** begin TEXT PASSAGE **
Bugfix: Context Parallel crash when seq-len not divisible by mesh size #12988

tsu-bin · 2026-01-16T17:24:30Z

The Context Parallel implementation of diffusers can't handle the case that sequence length not divisible by mesh size. This issue is universal for all models. Now take Qwen-Image as an example, before this PR:

test script

from accelerate import PartialState
from diffusers import QwenImagePipeline, ContextParallelConfig
import torch

torch.distributed.init_process_group("nccl")
rank = torch.distributed.get_rank()
device = torch.device("cuda", rank % torch.cuda.device_count())
torch.cuda.set_device(device)
cpc = ContextParallelConfig(ulysses_degree=2)

pipe = QwenImagePipeline.from_pretrained(
    "/hostShare/models/Qwen-Image-Fp8-LoraFused/", 
    torch_dtype={"default": torch.bfloat16},
    use_safetensors=True
)
distributed_state = PartialState()
pipe.transformer.enable_parallelism(config=cpc)
pipe.to(distributed_state.device)

seed = torch.Generator().manual_seed(66)
positive_magic = ", Ultra HD, 4K, cinematic composition."
prompt = '''A coffee shop entrance features a chalkboard sign reading "Qwen Coffee 😊 $2 per cup," with a neon light beside it displaying "通义千问". Next to it hangs a poster showing a beautiful Chinese woman, and beneath the poster is written "π≈3.1415926-53589793-23846264-33832795-02384197".'''
image = pipe(
    prompt=prompt + positive_magic,
    width=1664,
    height=928,
    num_inference_steps=8,
    # true_cfg_scale=1.0,
    negative_prompt=None,
    generator=seed).images[0]
if rank == 0:
    image.save("cafa.png")

test cmd:

accelerate launch ./qwen_image_fp8_lora_fused_CP.py --num_processes=2

error log snippet:

[rank1]: Traceback (most recent call last):
[rank1]:   File "/hostShare/diffusers_all/diffusers_main/xb_demo/qwen_image_fp8_lora_fused_CP.py", line 28, in <module>
[rank1]:     image = pipe(
[rank1]:             ^^^^^
[rank1]:   File "/hostShare/env_dit0/lib/python3.11/site-packages/torch/utils/_contextlib.py", line 120, in decorate_context
[rank1]:     return func(*args, **kwargs)
[rank1]:            ^^^^^^^^^^^^^^^^^^^^^
[rank1]:   File "/hostShare/diffusers_all/diffusers_main/src/diffusers/pipelines/qwenimage/pipeline_qwenimage.py", line 686, in __call__
[rank1]:     noise_pred = self.transformer(
[rank1]:                  ^^^^^^^^^^^^^^^^^
[rank1]:   File "/hostShare/env_dit0/lib/python3.11/site-packages/torch/nn/modules/module.py", line 1773, in _wrapped_call_impl
[rank1]:     return self._call_impl(*args, **kwargs)
** end TEXT PASSAGE **
** begin RECORDS SHOWN **
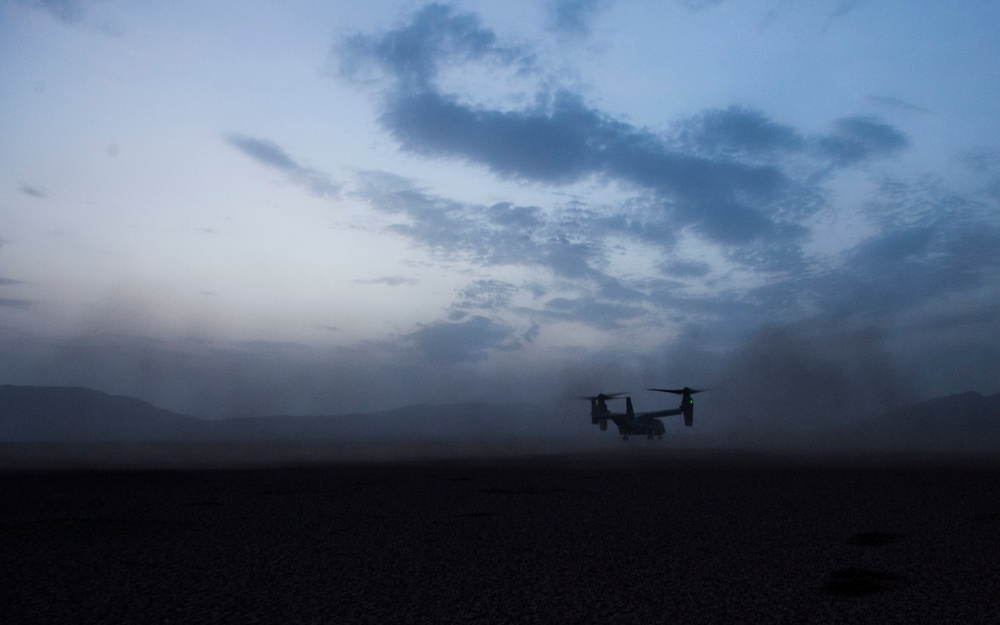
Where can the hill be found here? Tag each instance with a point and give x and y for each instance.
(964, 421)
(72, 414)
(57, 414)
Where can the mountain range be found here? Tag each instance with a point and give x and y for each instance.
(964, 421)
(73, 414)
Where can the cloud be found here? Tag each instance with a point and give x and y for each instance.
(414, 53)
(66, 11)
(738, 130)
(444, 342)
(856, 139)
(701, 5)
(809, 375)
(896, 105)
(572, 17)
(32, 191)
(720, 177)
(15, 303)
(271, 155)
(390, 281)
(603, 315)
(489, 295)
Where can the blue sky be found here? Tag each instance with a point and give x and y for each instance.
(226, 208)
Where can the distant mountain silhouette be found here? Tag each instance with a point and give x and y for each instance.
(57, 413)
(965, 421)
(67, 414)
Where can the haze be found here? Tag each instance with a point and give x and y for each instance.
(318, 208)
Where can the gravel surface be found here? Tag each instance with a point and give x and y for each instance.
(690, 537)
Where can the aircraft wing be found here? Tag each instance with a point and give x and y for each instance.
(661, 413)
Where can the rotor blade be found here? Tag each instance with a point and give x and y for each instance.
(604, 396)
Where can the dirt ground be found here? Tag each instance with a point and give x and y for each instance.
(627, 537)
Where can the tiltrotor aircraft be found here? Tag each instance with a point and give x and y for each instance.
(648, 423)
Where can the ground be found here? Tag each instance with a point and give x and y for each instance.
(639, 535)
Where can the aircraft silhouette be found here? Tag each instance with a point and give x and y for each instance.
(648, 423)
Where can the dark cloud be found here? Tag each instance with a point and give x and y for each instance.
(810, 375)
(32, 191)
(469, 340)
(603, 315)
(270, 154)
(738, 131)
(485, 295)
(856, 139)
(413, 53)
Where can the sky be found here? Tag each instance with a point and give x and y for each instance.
** end RECORDS SHOWN **
** begin RECORDS SHOWN **
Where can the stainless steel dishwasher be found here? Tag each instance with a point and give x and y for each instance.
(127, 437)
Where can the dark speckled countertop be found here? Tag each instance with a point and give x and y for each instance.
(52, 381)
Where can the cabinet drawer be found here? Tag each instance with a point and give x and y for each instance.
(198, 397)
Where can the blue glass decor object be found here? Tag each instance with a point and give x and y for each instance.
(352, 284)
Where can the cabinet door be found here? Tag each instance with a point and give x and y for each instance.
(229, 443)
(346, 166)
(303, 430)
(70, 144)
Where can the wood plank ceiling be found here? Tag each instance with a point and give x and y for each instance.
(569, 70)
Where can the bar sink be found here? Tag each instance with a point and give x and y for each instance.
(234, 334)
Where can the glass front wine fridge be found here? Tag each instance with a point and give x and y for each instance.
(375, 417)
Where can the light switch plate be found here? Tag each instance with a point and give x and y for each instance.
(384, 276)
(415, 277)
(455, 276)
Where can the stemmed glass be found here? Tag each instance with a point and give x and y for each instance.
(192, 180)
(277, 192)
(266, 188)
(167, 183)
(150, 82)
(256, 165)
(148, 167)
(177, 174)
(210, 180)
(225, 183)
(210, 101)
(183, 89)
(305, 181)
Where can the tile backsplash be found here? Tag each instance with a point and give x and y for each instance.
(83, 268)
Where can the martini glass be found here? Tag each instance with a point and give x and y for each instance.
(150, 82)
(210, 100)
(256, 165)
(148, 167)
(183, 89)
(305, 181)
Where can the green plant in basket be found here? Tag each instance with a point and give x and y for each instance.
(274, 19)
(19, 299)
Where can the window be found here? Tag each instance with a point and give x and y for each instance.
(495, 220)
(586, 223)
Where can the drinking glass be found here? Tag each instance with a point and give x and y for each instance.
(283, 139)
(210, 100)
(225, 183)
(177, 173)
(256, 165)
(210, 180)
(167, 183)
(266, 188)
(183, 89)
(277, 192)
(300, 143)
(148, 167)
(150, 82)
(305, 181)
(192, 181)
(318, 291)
** end RECORDS SHOWN **
AIM 1 - In the bugfix post, which model is used as the example of the crash?
AIM 2 - Retype the stretch of the bugfix post from "tsu-bin · 2026-01-16T17:24:30Z" through "rank = torch.distributed.get_rank()".

WRITTEN REPLY 1 - Qwen-Image.

WRITTEN REPLY 2 -
tsu-bin · 2026-01-16T17:24:30Z

The Context Parallel implementation of diffusers can't handle the case that sequence length not divisible by mesh size. This issue is universal for all models. Now take Qwen-Image as an example, before this PR:

test script

from accelerate import PartialState
from diffusers import QwenImagePipeline, ContextParallelConfig
import torch

torch.distributed.init_process_group("nccl")
rank = torch.distributed.get_rank()